● **Required task 1**: Transcribe the data architecture passage between "Fig. 8.1.11 shows" and "of data architecture.", inclusive.
● **Required task 2**: According to the data architecture passage, what kinds of information does the structured approach organize? List them.
● **Required task 3**: Resume the data architecture passage after its final sentence.

● **Page**:
--------
The DBMS were useful for organizing data both for batch processing and for online transaction processing. Many systems were built running transactions under the DBMS.

Soon, there came another notion about the way data should be logically organized. That method was through what was termed a relational database management system.

In the relational database management system, data were “normalized.” Normalization meant that there was a primary key for each table and the attributes in the table depended on the key of the table for their existence. The tables were able to be related to each other by means for a key/foreign key relationship. Upon access of the tables, the tables could be “joined” by means of pairing up the appropriate key and foreign key.

Fig. 8.1.11 shows a relational table.

Fig. 8.1.11
Fig. 8.1.11 Some related relational tables.

As interesting and as important as the logical organization of data is, it was not the only aspect of data architecture.

Another aspect of data architecture is that of the internal formatting of data. When you look at the logical organization of data, all the DBMS was applied to what is called “structured” data. The structured data imply that there is some way that the computer can comprehend the way the data are organized. The structured way of organizing data applies to many aspects of the corporation. The structured approach is used for organizing customer information, product information, sales information, accounting information, and so forth. The structured approach is used for capturing transaction information.

The unstructured approach is for data that are not organized in a manner that is intelligible to the computer. The unstructured approach applies to images, audio information, downloads from satellites, and so forth. But far and away, the biggest use of the unstructured approach is for textual data.
--------
● **Material provided**:

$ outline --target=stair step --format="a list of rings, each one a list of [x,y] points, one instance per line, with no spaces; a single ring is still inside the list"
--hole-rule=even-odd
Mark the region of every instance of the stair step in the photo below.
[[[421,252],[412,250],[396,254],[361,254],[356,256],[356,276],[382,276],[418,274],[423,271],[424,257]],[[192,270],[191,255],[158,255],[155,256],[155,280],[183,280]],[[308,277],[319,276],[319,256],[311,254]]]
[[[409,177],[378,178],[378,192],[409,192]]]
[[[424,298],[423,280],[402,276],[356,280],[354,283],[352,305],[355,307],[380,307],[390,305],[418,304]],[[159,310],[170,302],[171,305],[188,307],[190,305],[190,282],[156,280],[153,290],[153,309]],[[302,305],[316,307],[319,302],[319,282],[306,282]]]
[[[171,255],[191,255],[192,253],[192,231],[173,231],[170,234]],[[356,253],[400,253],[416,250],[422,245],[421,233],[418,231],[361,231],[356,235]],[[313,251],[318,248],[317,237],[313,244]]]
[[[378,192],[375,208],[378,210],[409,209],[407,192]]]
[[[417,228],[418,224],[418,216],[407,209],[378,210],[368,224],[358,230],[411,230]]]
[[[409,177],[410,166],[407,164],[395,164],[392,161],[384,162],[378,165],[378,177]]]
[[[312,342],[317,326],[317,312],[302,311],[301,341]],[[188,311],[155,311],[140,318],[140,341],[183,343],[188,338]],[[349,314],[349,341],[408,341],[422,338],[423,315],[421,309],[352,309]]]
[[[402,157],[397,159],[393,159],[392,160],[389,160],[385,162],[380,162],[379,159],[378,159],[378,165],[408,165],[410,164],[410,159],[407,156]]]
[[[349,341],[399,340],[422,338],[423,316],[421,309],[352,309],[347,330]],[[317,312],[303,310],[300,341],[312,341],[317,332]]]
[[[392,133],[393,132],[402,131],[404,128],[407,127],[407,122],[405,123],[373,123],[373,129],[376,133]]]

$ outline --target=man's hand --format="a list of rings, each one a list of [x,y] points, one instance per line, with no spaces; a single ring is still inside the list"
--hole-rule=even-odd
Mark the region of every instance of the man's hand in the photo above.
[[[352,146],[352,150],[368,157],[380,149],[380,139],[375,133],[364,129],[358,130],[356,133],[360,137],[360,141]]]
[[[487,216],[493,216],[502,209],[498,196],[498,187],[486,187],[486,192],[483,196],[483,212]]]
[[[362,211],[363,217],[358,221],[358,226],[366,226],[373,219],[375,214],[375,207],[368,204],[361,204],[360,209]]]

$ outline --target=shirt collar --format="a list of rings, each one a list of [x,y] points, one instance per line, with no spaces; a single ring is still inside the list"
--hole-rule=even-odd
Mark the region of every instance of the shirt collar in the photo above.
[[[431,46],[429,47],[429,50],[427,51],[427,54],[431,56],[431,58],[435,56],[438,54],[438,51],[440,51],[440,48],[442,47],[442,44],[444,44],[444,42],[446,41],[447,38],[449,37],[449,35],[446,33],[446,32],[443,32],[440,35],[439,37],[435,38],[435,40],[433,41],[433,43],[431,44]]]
--------
● **Output 1**:
Fig. 8.1.11 shows a relational table.

Fig. 8.1.11
Fig. 8.1.11 Some related relational tables.

As interesting and as important as the logical organization of data is, it was not the only aspect of data architecture.

● **Output 2**:
customer information
product information
sales information
accounting information

● **Output 3**:
Fig. 8.1.12 shows the evolution of the internal formatting of data.

Fig. 8.1.12
Fig. 8.1.12 Internal formatting of data architecture.

The structured approach implies that the data are organized enough to be able to be defined to a database management system. Typically, the DBMS has attributes of data, keys, indexes, and records of data. The “schema” of the data is determined as the data are loaded. Indeed, the content of the data and its place in the schema dictate where and how the data are loaded.

Fig. 8.1.13 illustrates data loaded in a structured format.

Fig. 8.1.13
Fig. 8.1.13 A classical index.

The unstructured internal organization of data contains all sorts of data. There are a wide variety of data here. The unstructured internal organization of data includes e-mail, documents, spreadsheets, analog data, log tape data, and many varieties of data.

Fig. 8.1.14 shows unstructured internally organized data.

Fig. 8.1.14
Fig. 8.1.14 Unstructured data.

The world of unstructured data is a world where there is a basic division between repetitive and nonrepetitive data.

Repetitive unstructured data are data where the data are organized in many records where the structure and content of the records are very similar or even the same.

Fig. 8.1.15 shows repetitive unstructured data.

Fig. 8.1.15
Fig. 8.1.15 Repetitive unstructured data.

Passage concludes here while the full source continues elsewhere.